Put the material below into a numbered list, one item per line, skipping any blank lines and leaving out the pictures.

(Image location labeling entries)
==*==

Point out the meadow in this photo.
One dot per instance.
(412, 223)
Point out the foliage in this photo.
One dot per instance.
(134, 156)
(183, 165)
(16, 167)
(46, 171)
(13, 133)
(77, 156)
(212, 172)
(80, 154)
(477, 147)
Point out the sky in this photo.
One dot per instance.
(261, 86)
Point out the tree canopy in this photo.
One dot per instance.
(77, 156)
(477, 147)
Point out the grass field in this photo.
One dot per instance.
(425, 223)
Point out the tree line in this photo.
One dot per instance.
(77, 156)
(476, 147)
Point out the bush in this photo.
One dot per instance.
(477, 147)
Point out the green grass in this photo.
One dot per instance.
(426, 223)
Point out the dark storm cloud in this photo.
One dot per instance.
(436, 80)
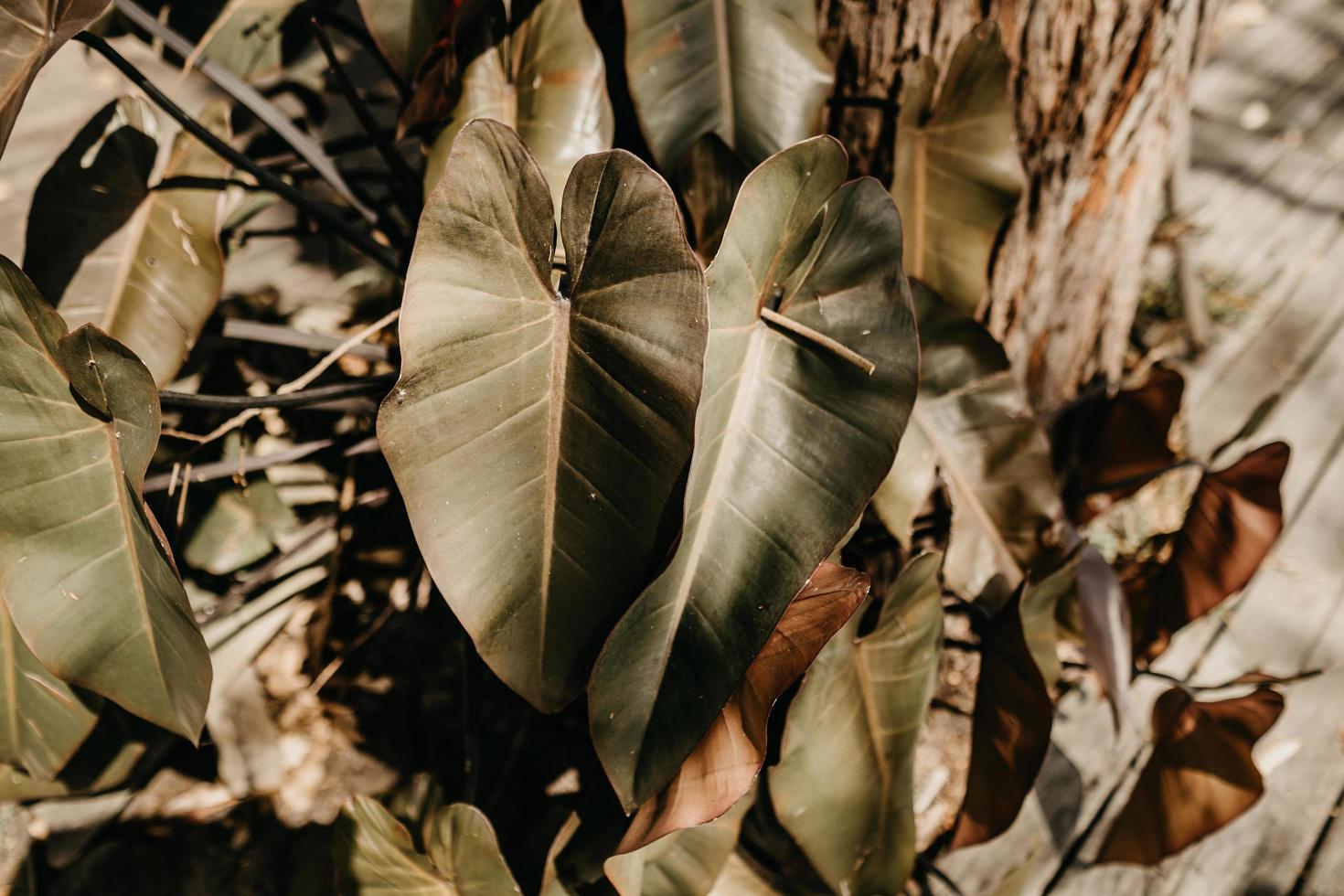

==*==

Solution below -
1. Point out the meadow in this photo.
2. One dot per instance.
3. (412, 223)
4. Point out the foliage in this photo.
5. One dot per instance.
6. (134, 156)
7. (183, 165)
8. (16, 167)
9. (46, 171)
10. (13, 133)
11. (77, 156)
12. (212, 172)
13. (80, 154)
14. (477, 147)
15. Point out the sky in this photo.
16. One dot per instance.
17. (261, 86)
18. Point out the tree canopy in this photo.
19. One dot per instance.
20. (77, 156)
21. (477, 147)
22. Point out the grass field in this photo.
23. One dot per instance.
24. (425, 223)
25. Point out the tree line in this photo.
26. One dot per instance.
27. (77, 156)
28. (476, 147)
29. Point out the bush in this photo.
30. One dot per instance.
31. (477, 147)
32. Point out the green grass in this photo.
33. One dot per instance.
34. (426, 223)
35. Point out the dark storm cloud in this photo.
36. One dot per instance.
37. (436, 80)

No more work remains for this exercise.